▶ _DOCUMENT PASSAGE_

— begin —

Mustill writes further:
... the purpose of the conflict sit laws is to enable the tribunal accurately to identify the national law which governs the contract. This is precisely antithetical to the premise of the lex mercatoria, which is that the arbitrator's first step is to reject any national law as the governing law?
53 My experience is that it is not the arbitrator's first step to reject any national law as the governing law. In most cases, even where legal questions are or may be decisive, the choice of law is clean, either because the parties have unequivocally supplied it or because one State plainly has the closest and most real connection (to use the English formulation54 ) with a particular state.55 Lex mercatoria comes into play when no state clearly has the most significant relation with the contract or the issue in controversy (to shift to the American formulation56 ), where the state to which the conflict of laws principles point has no clear answer to the question in controversy ,57 or where the answer is clearly out of line with the reasonable expectations of the parties and the business community as a whole -where, to repeat Lando's phrase,58 the rule is not fit for international trade. To put the same point differently, I reject the suggestion that the first step of the arbitrator prepared to accept lex mercatoria is to cast aside all national law. My view is that lex mercatoria, derived from the law of many states and international conventions (in both senses of that word), is a useful tool for arbitrators (and I would add for judges) when faced with unsatisfying answers from their initial inquiries. It is, in other words, an additional option in the search for the applicable law, not an alternative to that search.59
'Is there,' Mustill asks, 'a single useful generalization that can be made about the commercial law if, say the member states of the United Nations?' 'If not,' he goes on, 'then where do the mercatorists identify the fountain-head of this new international juristic order?'60 With all respect, I submit that the criticism that lex mercatoria cannot in the late twentieth century claim to be a universal system,146 as it may have been in ancient Rome,61 falls wide of the mark. In a transaction between a Swedish and an American firm, or between an Austrian and a French firm, it seems to me quite irrelevant whether or not the custom or understanding asserted is limited to the western industrial countries. That question may well be relevant in relation to a transaction between parties from two non-industrial countries, or even with one party from a developed, the other from a non-western country or from a less developed country whose legal system cannot fairly be traced to that of one of the colonial powers. In such circumstances a given principle may well not Support the justified expectation of the parties, and thus not meet the definition of lex mercatoria. Universality, in other words, depends on the universe. I find nothing illogical in saying that the German buyer in Professor Lando's case who will not be bound by a quirky and unexpectedly severe time limit under Danish law will not be similarly protected if he contracts with a Soviet Foreign Trade Organization or a Nigerian state enterprise. The ordentlicher Kaufmann (reasonable merchant) simply undertakes different burdens when he trades outside his universe (at least if he does so for the first time), and lex mercatoria recognizes this truth. Of course as the world, having split apart, draws together again through UNCITRAL conventions and model laws, widely accepted codifications such as the Uniform Customs and Practice for Documentary Credits,62 and treaties such as the New York Convention an Recognition and Enforcement of Arbitral Awards,63 international commercial law may not be as balkanized as Mustill suggests. Still, the point is that lex mercatoria does not depend on proof of universality, but on the other hand is itself a factor (not to say a force) in the direction of a common law of international private trade, using the work 'common' in its original sense, before it became a naturalized English citizen.

— end —

▶ _SET TASK A_
List the circumstances in which, according to the passage on lex mercatoria, lex mercatoria comes into play.
The records have no connection to the text.

Object detection data:
— begin —

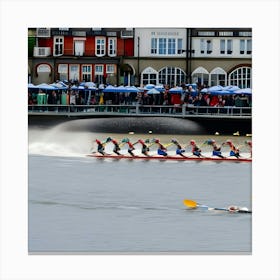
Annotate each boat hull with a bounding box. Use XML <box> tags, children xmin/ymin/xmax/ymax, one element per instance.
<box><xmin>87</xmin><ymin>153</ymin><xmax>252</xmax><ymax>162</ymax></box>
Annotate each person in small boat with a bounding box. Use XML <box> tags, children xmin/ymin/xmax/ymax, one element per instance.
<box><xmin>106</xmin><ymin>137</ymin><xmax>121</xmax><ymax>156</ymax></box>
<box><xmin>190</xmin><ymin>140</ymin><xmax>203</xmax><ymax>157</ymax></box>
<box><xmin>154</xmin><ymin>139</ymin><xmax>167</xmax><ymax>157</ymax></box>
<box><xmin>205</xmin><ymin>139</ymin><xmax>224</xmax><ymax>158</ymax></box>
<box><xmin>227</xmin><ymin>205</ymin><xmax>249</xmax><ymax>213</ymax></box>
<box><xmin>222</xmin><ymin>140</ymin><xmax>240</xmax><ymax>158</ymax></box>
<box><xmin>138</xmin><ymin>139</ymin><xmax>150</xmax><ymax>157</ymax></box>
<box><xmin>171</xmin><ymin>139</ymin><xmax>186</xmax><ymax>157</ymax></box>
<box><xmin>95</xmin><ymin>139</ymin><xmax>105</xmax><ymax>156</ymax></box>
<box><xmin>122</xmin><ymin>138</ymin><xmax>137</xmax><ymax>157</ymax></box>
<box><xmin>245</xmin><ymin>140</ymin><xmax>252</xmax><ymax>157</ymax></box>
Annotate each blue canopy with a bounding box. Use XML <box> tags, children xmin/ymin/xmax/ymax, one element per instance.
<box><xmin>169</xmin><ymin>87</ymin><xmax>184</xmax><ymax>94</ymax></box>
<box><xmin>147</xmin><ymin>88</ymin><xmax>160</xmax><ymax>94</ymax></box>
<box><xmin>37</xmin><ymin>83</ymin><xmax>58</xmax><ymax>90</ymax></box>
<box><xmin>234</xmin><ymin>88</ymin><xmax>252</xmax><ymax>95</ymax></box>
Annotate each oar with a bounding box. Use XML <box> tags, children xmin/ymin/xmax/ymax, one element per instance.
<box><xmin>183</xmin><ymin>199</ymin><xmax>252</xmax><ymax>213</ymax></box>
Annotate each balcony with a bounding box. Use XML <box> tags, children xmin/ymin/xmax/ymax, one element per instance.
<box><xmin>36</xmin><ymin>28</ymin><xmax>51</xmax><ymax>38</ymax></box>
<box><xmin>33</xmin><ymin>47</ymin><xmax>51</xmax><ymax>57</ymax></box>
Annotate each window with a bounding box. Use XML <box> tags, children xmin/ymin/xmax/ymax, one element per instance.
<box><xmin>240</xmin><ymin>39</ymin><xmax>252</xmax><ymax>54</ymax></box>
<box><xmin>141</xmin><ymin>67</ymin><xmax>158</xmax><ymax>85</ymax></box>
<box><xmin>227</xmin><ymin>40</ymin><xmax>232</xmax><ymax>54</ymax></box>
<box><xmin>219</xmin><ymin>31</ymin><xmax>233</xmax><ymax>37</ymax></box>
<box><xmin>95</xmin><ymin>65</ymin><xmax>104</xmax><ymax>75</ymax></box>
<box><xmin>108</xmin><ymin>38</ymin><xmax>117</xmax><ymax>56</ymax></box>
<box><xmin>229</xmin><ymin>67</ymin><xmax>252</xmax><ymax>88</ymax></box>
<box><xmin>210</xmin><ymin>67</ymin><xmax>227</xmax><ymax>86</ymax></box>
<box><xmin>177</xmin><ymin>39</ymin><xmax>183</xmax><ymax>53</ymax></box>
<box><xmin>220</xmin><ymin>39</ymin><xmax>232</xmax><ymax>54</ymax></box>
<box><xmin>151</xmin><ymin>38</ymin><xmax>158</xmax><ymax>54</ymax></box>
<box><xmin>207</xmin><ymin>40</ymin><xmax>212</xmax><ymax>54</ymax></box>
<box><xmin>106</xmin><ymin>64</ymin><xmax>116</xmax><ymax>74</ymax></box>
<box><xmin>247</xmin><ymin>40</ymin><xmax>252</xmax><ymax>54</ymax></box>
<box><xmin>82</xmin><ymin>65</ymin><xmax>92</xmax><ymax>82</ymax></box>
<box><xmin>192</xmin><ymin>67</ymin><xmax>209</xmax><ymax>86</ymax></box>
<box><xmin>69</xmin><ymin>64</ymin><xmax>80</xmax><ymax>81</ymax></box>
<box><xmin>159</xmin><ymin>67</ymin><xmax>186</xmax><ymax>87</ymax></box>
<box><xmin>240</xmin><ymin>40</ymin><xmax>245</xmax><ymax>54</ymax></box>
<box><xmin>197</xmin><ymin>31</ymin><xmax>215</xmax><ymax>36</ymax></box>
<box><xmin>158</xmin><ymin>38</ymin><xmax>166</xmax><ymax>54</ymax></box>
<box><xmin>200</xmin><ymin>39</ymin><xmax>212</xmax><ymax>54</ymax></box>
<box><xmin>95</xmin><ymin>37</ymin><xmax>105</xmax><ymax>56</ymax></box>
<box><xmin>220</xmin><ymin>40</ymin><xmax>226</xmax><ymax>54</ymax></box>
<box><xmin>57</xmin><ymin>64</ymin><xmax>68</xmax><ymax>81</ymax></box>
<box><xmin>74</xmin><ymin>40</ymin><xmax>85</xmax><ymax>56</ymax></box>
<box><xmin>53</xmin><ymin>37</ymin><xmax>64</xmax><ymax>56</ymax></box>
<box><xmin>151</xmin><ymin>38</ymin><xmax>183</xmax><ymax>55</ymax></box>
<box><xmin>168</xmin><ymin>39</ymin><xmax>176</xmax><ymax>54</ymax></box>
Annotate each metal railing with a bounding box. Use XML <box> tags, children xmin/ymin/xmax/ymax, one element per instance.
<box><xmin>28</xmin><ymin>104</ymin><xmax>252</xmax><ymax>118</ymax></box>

— end —

▶ _SET TASK B_
Output the lines of the records, beginning with the line that contains "Annotate each metal" and continuing through the end of the records, reproducing them exactly.

▶ _SOLUTION A_
- When no state clearly has the most significant relation with the contract or the issue in controversy
- Where the state to which the conflict of laws principles point has no clear answer to the question in controversy
- Where the answer is clearly out of line with the reasonable expectations of the parties and the business community as a whole

▶ _SOLUTION B_
Annotate each metal railing with a bounding box. Use XML <box> tags, children xmin/ymin/xmax/ymax, one element per instance.
<box><xmin>28</xmin><ymin>104</ymin><xmax>252</xmax><ymax>118</ymax></box>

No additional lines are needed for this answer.